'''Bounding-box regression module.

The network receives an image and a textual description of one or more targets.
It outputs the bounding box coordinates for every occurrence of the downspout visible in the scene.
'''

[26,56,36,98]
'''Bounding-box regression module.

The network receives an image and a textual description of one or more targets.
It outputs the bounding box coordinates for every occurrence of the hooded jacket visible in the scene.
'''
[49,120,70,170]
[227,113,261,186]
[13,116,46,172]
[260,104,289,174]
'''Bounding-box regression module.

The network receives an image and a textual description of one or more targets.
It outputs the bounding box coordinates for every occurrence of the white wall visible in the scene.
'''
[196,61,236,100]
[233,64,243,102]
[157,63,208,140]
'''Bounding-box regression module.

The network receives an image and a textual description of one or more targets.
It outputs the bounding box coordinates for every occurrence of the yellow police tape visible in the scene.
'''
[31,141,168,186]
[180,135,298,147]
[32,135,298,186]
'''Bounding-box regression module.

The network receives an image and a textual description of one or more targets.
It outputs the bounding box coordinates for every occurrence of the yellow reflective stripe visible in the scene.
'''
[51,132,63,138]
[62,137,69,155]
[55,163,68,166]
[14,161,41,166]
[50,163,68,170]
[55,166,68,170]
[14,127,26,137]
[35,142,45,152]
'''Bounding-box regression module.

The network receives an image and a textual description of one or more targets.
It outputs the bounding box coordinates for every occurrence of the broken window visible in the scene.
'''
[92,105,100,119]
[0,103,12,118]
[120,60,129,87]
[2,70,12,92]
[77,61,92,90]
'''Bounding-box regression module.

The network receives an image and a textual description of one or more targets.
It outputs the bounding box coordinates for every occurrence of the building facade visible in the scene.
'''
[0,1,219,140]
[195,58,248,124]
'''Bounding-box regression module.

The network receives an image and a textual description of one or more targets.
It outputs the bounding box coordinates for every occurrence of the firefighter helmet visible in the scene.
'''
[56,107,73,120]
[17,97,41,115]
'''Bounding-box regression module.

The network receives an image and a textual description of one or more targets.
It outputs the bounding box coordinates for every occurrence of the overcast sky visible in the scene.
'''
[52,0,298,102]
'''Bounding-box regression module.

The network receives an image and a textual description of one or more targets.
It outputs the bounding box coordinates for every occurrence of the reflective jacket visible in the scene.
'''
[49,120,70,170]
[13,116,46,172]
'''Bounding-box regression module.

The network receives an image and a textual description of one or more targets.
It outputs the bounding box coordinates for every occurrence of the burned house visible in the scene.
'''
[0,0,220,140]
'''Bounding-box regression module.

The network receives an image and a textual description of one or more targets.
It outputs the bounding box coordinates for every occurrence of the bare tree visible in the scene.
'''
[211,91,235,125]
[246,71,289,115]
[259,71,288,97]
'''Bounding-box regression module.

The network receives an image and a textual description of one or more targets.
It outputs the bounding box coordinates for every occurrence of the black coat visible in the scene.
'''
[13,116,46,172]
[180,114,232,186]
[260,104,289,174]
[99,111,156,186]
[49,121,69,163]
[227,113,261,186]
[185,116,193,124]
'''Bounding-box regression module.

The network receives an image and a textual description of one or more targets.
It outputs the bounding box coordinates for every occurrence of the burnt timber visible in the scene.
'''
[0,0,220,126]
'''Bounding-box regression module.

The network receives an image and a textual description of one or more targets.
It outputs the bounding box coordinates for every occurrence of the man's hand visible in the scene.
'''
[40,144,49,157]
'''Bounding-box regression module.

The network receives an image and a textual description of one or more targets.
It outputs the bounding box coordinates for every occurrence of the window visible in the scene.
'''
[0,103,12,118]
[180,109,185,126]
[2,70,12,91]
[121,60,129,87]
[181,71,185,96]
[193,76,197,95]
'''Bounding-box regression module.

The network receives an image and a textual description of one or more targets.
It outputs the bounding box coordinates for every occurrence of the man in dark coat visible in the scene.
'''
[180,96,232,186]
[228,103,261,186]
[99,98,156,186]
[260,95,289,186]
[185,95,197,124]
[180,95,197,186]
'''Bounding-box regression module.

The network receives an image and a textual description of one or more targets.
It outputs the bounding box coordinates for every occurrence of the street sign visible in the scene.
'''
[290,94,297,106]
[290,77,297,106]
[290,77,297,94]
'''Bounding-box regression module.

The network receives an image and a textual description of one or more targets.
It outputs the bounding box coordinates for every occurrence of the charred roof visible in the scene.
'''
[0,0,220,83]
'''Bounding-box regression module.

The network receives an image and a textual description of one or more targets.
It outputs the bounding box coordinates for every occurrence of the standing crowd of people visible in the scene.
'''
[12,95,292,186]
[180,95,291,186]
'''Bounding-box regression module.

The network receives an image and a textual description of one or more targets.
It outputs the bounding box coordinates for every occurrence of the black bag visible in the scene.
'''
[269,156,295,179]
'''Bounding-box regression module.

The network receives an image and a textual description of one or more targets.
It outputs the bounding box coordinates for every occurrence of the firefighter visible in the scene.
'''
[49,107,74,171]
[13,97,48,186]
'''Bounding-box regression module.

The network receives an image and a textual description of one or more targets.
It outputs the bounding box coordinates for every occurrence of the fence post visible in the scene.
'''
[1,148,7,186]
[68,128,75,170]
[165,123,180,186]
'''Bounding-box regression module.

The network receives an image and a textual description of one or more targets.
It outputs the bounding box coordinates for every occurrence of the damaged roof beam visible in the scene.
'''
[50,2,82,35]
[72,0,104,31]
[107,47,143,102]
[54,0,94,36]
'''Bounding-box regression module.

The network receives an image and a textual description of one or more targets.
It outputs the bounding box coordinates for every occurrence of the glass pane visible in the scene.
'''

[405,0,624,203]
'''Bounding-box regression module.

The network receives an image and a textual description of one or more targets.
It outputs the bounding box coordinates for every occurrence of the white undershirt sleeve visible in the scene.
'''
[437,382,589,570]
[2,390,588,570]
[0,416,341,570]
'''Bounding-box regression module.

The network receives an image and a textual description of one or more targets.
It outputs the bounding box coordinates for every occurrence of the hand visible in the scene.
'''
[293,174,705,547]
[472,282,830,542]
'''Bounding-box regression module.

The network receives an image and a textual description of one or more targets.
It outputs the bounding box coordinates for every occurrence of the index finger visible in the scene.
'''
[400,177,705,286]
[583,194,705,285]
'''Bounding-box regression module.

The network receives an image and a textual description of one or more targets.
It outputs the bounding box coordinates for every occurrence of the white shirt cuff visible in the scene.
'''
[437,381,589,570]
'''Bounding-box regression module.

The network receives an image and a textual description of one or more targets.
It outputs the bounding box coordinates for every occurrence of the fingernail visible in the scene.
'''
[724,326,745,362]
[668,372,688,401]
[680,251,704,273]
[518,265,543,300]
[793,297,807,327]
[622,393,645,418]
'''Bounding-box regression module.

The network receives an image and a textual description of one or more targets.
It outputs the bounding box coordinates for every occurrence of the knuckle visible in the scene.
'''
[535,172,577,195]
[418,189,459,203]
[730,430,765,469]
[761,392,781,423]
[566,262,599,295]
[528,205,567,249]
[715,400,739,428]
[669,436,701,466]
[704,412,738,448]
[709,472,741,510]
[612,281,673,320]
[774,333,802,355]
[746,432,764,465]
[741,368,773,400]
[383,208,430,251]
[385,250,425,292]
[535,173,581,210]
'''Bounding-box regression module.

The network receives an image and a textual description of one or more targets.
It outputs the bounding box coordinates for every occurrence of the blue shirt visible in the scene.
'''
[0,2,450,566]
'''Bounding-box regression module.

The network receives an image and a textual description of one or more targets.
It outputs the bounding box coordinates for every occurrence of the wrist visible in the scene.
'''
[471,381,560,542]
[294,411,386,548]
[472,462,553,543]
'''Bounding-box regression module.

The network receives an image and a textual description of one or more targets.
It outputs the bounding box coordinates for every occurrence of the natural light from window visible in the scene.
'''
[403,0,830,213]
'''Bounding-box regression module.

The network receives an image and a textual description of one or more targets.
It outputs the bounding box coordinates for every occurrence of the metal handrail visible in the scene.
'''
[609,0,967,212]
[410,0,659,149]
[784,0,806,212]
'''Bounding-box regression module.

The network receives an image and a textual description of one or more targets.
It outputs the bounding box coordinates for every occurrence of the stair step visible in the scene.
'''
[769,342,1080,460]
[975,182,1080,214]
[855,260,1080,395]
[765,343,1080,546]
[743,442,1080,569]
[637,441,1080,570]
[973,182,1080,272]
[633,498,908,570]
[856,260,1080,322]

▶ **WHAT THE EXERCISE ASKS**
Which lines in the material contain the word "yellow"? Pull each of them out.

▶ **OUTPUT**
It outputs the bounding box coordinates for every occurrence of the yellow police tape visible in the scene.
It outputs the bounding box coordinates for every occurrence of the yellow reflective stripe visible in the scene.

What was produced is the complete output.